- **WHAT IS ASKED**: Can you write out the whole listing exactly?

- **RECORDS TO PROCESS**:
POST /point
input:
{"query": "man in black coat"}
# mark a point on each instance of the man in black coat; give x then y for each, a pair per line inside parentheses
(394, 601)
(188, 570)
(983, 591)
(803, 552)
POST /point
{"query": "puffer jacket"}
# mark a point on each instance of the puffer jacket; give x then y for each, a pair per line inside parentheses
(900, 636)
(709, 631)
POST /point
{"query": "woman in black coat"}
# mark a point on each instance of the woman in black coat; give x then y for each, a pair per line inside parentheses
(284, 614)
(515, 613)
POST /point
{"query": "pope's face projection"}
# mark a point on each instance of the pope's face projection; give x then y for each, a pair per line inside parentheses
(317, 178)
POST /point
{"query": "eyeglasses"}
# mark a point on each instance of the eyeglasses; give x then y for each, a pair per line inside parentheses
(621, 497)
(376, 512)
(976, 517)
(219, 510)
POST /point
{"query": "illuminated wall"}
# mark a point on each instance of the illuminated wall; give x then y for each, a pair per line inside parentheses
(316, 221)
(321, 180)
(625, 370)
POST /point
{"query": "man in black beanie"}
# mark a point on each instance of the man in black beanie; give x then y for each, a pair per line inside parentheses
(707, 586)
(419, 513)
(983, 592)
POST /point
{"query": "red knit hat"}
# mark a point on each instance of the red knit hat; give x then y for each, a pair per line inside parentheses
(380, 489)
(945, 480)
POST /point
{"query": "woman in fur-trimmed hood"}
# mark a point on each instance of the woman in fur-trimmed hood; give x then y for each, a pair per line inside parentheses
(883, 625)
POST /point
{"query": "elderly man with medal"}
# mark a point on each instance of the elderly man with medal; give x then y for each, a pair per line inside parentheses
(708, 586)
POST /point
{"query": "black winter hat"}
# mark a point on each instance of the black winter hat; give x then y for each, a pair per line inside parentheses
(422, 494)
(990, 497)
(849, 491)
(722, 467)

- **WRITTEN SOLUTION**:
POST /point
input:
{"query": "man in black coat"}
# mark a point on each instance of the man in black coat; give x then y for each, a pair per line inside parentheses
(394, 601)
(188, 570)
(983, 591)
(803, 552)
POST /point
{"query": "puffer jacket"}
# mark a point on each instance of the puffer jacket; give x then y for each, a pair per line inside parentheses
(900, 636)
(709, 631)
POST /point
{"query": "woman in black coat"}
# mark a point on each instance of the woman in black coat; give x then y for each, a pair per line inside parentheses
(284, 614)
(515, 613)
POST /point
{"query": "pope's face projection"}
# mark a point on each instance of the pope's face projection; give x then y for each, a pair per line inside parentheses
(317, 178)
POST /point
{"query": "eyeglasses"}
# mark a point on each instance of the eyeglasses; give x then y for each, a pair per line inside parentheses
(621, 497)
(376, 512)
(976, 517)
(219, 510)
POST /point
{"query": "illuminated wall"}
# mark a point on each instance of the illuminated wall; give x then y for each, a pair per line inside parentheses
(316, 221)
(321, 180)
(625, 370)
POST /point
{"query": "man in black beanie"}
# mark a point on each instance of the man in black beanie; give x then y for each, a pair per line inside parentheses
(707, 586)
(419, 513)
(983, 592)
POST /point
{"query": "red knit hat"}
# mark a point on each instance of the red knit hat; give x then y for each, a pair per line inside parentheses
(380, 489)
(945, 480)
POST /point
{"query": "woman in fur-trimmed hood"}
# mark a point on each instance of the woman in fur-trimmed hood; give x then y for each, a pair per line inside parentheses
(883, 625)
POST /point
{"query": "elderly man with medal"}
# mark a point on each instance of the elderly man with medal; give x then y for each, a pair per line inside parentheses
(708, 586)
POST /point
{"query": "black winter hat"}
# mark a point on each instance of the black winter hat; give x then y for each, a pair per line inside parentheses
(422, 494)
(990, 497)
(849, 491)
(722, 467)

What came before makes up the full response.